▶

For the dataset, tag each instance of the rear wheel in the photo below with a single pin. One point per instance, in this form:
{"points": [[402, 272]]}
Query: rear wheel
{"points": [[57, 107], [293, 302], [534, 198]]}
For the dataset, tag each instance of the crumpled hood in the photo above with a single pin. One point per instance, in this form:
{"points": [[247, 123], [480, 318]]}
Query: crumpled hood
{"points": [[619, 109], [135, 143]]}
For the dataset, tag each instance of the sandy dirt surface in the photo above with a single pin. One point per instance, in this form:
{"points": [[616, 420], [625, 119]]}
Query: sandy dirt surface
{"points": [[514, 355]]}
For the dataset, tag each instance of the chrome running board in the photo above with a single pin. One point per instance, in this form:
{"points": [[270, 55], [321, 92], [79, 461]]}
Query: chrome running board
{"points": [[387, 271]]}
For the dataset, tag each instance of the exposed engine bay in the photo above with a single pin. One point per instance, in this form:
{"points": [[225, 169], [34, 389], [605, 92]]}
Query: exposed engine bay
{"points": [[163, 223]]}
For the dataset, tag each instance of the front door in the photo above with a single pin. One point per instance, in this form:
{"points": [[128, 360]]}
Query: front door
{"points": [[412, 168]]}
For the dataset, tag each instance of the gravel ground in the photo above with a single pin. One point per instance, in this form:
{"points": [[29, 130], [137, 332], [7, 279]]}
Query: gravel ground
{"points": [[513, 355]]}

◀

Your objective:
Copy the records word for word, from the line with "For the dataset, tag each instance of the gravel" through the end of the records.

Solved problem:
For the dataset, tag each instance of the gravel ground in the photo above with a single pin. One point per instance, in this form:
{"points": [[29, 130], [137, 332], [7, 279]]}
Query: gravel ground
{"points": [[513, 355]]}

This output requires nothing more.